* EXERCISE INPUTS:
▬▬▬

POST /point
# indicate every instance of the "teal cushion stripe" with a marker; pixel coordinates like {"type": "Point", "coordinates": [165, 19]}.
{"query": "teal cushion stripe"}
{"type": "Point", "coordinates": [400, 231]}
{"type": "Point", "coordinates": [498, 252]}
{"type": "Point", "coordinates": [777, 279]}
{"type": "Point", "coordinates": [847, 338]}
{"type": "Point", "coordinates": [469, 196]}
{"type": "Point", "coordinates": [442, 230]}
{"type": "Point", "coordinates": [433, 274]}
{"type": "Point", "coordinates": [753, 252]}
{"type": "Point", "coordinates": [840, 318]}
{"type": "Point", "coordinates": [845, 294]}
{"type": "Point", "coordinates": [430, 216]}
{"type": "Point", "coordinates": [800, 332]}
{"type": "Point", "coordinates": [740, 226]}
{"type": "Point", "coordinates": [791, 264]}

▬▬▬

* WHAT THE EXERCISE ASKS:
Please show, copied in full, each line of the data above that contains the word "cushion".

* SOLUTION FOR THIS TASK:
# indicate every instance of the "teal cushion stripe" with a marker; pixel coordinates like {"type": "Point", "coordinates": [165, 19]}.
{"query": "teal cushion stripe"}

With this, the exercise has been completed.